**Passage:**
The deadly threat facing elderly poor
Hong Kong may be one of the healthiest of Asia's crowded cities. But an ageing population and a growing rich-poor gap pose a new threat and sustain an old one.
The older one is to be found in the crowded cage homes and tiny partitioned flats that shame a wealthy place like our city. They have made Sham Shui Po the district with the highest incidence of tuberculosis, the once deadly disease spread through close contact.
The newer threat is to be found in crowded homes for the elderly, which have become a breeding ground for methicillin-resistant Staphylococcus aureus, or MRSA, the most common of deadly drug-resistant 'superbugs'. A study by the Centre for Health Protection and the University of Hong Kong found that at least one in 20 residents of old people's homes carries MRSA. Since the elderly are both vulnerable to it and frequent users of hospitals, they can pass MRSA on to other hospital patients, and pass hospital-acquired MRSA on to fellow residents of homes. As a result,homes with poor infection control have become reservoirs of the bug and the CHP has been sending infection-control teams to train staff how to take care of carriers.

**Dataset extract:**
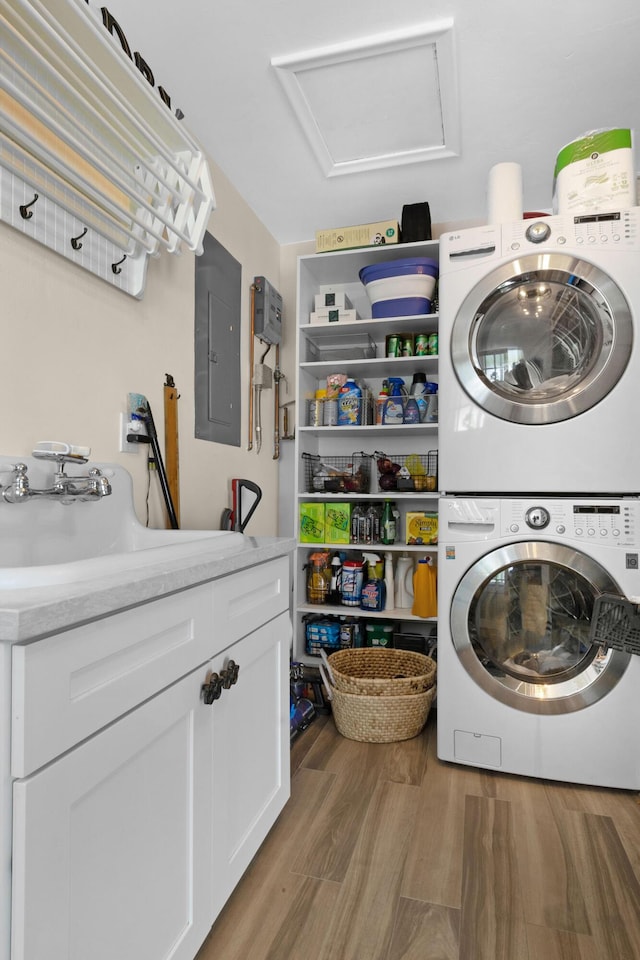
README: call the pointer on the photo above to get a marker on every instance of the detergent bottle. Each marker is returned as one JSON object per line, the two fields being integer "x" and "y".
{"x": 425, "y": 602}
{"x": 373, "y": 590}
{"x": 393, "y": 411}
{"x": 350, "y": 405}
{"x": 404, "y": 582}
{"x": 389, "y": 600}
{"x": 418, "y": 389}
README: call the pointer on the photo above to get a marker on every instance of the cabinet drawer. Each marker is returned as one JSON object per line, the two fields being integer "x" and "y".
{"x": 67, "y": 686}
{"x": 246, "y": 600}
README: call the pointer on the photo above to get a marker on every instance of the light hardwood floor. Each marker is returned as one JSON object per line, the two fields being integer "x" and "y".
{"x": 386, "y": 853}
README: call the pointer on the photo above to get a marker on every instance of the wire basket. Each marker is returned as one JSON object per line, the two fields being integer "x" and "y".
{"x": 337, "y": 474}
{"x": 381, "y": 672}
{"x": 615, "y": 623}
{"x": 407, "y": 472}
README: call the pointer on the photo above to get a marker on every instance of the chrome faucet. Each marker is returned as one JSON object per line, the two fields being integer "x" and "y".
{"x": 66, "y": 489}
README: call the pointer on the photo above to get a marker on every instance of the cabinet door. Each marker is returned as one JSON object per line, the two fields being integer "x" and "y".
{"x": 112, "y": 842}
{"x": 251, "y": 751}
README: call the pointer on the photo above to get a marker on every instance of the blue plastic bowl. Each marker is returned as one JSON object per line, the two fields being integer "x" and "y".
{"x": 400, "y": 288}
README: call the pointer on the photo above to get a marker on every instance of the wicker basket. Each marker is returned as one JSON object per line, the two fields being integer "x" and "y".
{"x": 381, "y": 672}
{"x": 380, "y": 719}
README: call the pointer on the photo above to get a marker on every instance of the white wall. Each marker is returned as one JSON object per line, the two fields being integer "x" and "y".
{"x": 72, "y": 348}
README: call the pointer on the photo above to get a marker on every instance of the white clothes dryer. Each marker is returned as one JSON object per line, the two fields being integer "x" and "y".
{"x": 520, "y": 687}
{"x": 539, "y": 357}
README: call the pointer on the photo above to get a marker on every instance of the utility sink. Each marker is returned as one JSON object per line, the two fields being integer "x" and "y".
{"x": 45, "y": 542}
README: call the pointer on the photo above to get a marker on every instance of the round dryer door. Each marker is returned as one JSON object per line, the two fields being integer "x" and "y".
{"x": 542, "y": 339}
{"x": 520, "y": 624}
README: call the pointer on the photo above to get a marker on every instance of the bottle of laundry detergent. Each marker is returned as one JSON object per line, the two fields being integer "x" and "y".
{"x": 394, "y": 406}
{"x": 350, "y": 405}
{"x": 404, "y": 582}
{"x": 418, "y": 390}
{"x": 425, "y": 603}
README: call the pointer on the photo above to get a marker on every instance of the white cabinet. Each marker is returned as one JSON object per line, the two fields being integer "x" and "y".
{"x": 357, "y": 349}
{"x": 112, "y": 842}
{"x": 131, "y": 826}
{"x": 250, "y": 775}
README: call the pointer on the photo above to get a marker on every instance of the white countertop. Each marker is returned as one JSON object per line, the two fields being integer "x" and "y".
{"x": 32, "y": 612}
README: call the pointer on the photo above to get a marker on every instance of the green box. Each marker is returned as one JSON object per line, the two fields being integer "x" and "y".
{"x": 311, "y": 522}
{"x": 337, "y": 522}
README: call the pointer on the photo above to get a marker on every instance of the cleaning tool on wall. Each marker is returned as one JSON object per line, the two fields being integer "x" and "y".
{"x": 246, "y": 497}
{"x": 171, "y": 448}
{"x": 139, "y": 409}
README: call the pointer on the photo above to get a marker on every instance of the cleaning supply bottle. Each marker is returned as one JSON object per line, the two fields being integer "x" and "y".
{"x": 389, "y": 601}
{"x": 335, "y": 587}
{"x": 418, "y": 389}
{"x": 425, "y": 602}
{"x": 381, "y": 401}
{"x": 388, "y": 523}
{"x": 373, "y": 590}
{"x": 394, "y": 408}
{"x": 350, "y": 405}
{"x": 404, "y": 582}
{"x": 352, "y": 577}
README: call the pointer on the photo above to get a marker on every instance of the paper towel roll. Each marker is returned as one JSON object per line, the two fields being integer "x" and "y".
{"x": 505, "y": 193}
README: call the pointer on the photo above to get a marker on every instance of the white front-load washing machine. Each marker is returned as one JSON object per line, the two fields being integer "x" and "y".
{"x": 520, "y": 687}
{"x": 539, "y": 363}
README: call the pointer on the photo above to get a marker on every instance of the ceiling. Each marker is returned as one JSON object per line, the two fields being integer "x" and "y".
{"x": 525, "y": 79}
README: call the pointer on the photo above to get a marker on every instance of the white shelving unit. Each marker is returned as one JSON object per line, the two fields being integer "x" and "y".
{"x": 360, "y": 351}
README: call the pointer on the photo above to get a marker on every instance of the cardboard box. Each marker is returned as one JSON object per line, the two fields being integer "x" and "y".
{"x": 311, "y": 522}
{"x": 421, "y": 527}
{"x": 362, "y": 235}
{"x": 337, "y": 522}
{"x": 332, "y": 299}
{"x": 333, "y": 315}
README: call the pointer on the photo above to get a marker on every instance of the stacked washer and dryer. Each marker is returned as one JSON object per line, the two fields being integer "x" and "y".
{"x": 539, "y": 470}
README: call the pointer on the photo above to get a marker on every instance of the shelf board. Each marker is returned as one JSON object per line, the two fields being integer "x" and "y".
{"x": 375, "y": 547}
{"x": 380, "y": 495}
{"x": 388, "y": 429}
{"x": 377, "y": 327}
{"x": 327, "y": 609}
{"x": 377, "y": 367}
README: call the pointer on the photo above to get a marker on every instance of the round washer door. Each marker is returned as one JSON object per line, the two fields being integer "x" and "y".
{"x": 520, "y": 624}
{"x": 542, "y": 339}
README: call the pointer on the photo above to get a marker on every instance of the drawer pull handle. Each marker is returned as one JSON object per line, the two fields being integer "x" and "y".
{"x": 212, "y": 689}
{"x": 230, "y": 674}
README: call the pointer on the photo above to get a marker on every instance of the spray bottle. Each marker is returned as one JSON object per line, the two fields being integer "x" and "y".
{"x": 389, "y": 602}
{"x": 373, "y": 591}
{"x": 425, "y": 602}
{"x": 394, "y": 408}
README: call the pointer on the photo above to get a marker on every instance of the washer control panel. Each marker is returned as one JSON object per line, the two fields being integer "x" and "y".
{"x": 612, "y": 522}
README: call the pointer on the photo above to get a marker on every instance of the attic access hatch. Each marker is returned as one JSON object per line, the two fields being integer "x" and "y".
{"x": 378, "y": 101}
{"x": 93, "y": 163}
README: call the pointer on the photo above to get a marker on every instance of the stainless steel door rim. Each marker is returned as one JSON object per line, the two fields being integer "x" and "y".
{"x": 542, "y": 339}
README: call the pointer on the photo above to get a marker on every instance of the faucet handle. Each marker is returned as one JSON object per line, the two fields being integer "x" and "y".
{"x": 18, "y": 489}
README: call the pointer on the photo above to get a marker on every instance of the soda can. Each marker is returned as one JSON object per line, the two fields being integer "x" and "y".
{"x": 330, "y": 413}
{"x": 393, "y": 346}
{"x": 314, "y": 413}
{"x": 422, "y": 344}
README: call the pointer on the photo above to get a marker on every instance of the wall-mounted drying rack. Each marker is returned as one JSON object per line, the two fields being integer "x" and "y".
{"x": 104, "y": 171}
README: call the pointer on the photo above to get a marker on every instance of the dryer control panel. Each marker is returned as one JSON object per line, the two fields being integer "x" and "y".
{"x": 617, "y": 229}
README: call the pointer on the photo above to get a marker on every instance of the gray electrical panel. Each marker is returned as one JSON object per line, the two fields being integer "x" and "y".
{"x": 267, "y": 312}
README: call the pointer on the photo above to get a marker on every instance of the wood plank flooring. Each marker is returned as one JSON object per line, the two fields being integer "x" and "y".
{"x": 386, "y": 853}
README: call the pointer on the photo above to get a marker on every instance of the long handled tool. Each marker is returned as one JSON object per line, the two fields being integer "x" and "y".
{"x": 171, "y": 448}
{"x": 246, "y": 497}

**Directions:**
a) Check each statement against the passage about the elderly poor, and answer yes or no, quoting the words of the passage that decide it: (i) Sham Shui Po is the district with the most tuberculosis; (ii) the study found that at least one in ten residents of old people's homes carries MRSA; (iii) the CHP has sent teams to train staff in homes.
b) Pick up the passage about the elderly poor after its last sentence and write what comes next.
The records were taken from a different source.

**Answers to the problems:**
a)
(i) Yes: "They have made Sham Shui Po the district with the highest incidence of tuberculosis"
(ii) No: "at least one in 20 residents of old people's homes carries MRSA"
(iii) Yes: "the CHP has been sending infection-control teams to train staff how to take care of carriers"

b)
Though fewer people are contracting tuberculosis, it remains a major health problem in some regions, with several strains proving difficult to treat. As an Asian hub Hong Kong needs to stay vigilant, particularly as more people arrive from the mainland, where vaccination is not available.
Community organisations would like to see the provision of more low-cost public housing and rent subsidies, and development of the aged-care sector to ease the overcrowding behind these problems. The government has already promised to build 75,000 flats for low-income families in the next five years and has increased spending on aged care. It also has to consider other priorities. But care of the poor is a fundamental duty of any government. It also saves health care bills and means the public money saved can be put to other good uses.